→ **Job**:
Rewrite every line of the listing below as a numbered list, and leave out any blank lines.

━━━

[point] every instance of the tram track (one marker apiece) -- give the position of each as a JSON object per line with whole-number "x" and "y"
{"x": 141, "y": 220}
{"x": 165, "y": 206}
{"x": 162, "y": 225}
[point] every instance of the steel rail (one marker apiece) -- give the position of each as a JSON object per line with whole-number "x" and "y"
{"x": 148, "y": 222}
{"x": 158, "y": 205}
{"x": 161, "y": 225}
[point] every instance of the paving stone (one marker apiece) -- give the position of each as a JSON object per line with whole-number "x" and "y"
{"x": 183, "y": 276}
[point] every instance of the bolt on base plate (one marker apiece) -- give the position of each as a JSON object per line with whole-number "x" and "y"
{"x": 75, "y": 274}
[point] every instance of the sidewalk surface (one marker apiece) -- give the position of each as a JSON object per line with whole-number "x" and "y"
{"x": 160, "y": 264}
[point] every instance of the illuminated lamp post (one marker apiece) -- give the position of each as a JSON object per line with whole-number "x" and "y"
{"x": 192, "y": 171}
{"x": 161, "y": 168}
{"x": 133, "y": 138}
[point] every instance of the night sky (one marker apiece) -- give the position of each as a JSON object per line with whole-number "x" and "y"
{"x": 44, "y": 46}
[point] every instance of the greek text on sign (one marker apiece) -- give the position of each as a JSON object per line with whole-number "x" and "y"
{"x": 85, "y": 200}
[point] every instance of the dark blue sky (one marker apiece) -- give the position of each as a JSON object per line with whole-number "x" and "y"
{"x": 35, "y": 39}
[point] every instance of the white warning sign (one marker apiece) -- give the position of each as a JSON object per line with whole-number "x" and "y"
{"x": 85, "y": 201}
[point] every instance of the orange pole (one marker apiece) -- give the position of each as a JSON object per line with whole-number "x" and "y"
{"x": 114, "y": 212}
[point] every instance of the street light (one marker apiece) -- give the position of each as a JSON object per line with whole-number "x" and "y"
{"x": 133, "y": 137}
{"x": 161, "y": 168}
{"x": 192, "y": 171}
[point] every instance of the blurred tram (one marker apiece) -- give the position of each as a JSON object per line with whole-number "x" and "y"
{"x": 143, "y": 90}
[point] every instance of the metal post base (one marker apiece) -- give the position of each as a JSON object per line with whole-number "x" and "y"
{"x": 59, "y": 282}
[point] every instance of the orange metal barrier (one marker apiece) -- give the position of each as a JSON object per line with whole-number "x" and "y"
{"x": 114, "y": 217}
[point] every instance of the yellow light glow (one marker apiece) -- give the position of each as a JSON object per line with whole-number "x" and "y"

━━━

→ **Response for this exercise**:
1. [point] every instance of the tram track (one marker apiece) -- give the position of each as a JSON object per line with whole-number "x" and "y"
2. {"x": 141, "y": 220}
3. {"x": 165, "y": 206}
4. {"x": 162, "y": 225}
5. [point] every instance of the steel rail (one marker apiece) -- give the position of each as a JSON object per line with whole-number "x" and "y"
6. {"x": 148, "y": 222}
7. {"x": 158, "y": 205}
8. {"x": 161, "y": 225}
9. [point] every instance of the paving stone (one marker apiece) -- give the position of each as a JSON object per line with whole-number "x" and "y"
10. {"x": 183, "y": 276}
11. [point] every instance of the bolt on base plate (one marker apiece) -- give the position of each as a JSON object per line with whole-number "x" and "y"
12. {"x": 75, "y": 274}
13. [point] every instance of the sidewalk surface (one marker apiece) -- give the position of each as a JSON object per line with whole-number "x" and "y"
14. {"x": 160, "y": 264}
15. [point] every instance of the illuminated lamp post (one marker apiece) -- give the position of each as a JSON object per line with whole-number "x" and "y"
16. {"x": 192, "y": 171}
17. {"x": 161, "y": 168}
18. {"x": 133, "y": 138}
19. [point] every instance of the night sky (one marker apiece) -- give the position of each as a JSON object per line with whole-number "x" and "y"
20. {"x": 44, "y": 46}
21. [point] every instance of the greek text on sign (one marker apiece) -- give the position of each as a JSON object per line with whole-number "x" and "y"
22. {"x": 85, "y": 200}
23. [point] every instance of the dark blue sky (one marker apiece) -- give the position of each as a JSON object per line with whole-number "x" and "y"
24. {"x": 35, "y": 39}
25. [point] every instance of the white warning sign (one marker apiece) -- give the position of each as a JSON object per line with whole-number "x" and "y"
26. {"x": 85, "y": 201}
27. [point] every instance of the orange pole (one marker apiece) -- give the position of each as a JSON object per line with whole-number "x" and "y"
28. {"x": 114, "y": 212}
29. [point] every instance of the street light (one marker apiece) -- give the position of each as a JSON object per line with whole-number "x" and "y"
30. {"x": 133, "y": 137}
31. {"x": 161, "y": 168}
32. {"x": 192, "y": 171}
33. [point] every instance of the blurred tram (one marker apiece) -- give the position of each as a JSON object per line with whole-number "x" and "y"
34. {"x": 143, "y": 90}
35. [point] every instance of the metal post base (one marker apiece) -- give the position of each as a JSON object per line with whole-number "x" and "y"
36. {"x": 59, "y": 282}
37. [point] every instance of the orange metal barrier (one marker apiece) -- give the position of each as a JSON object per line with whole-number "x" and "y"
38. {"x": 114, "y": 217}
39. [point] every instance of the yellow light glow (one marker apiece) -- give the position of each as a JSON object per line with whole-number "x" and "y"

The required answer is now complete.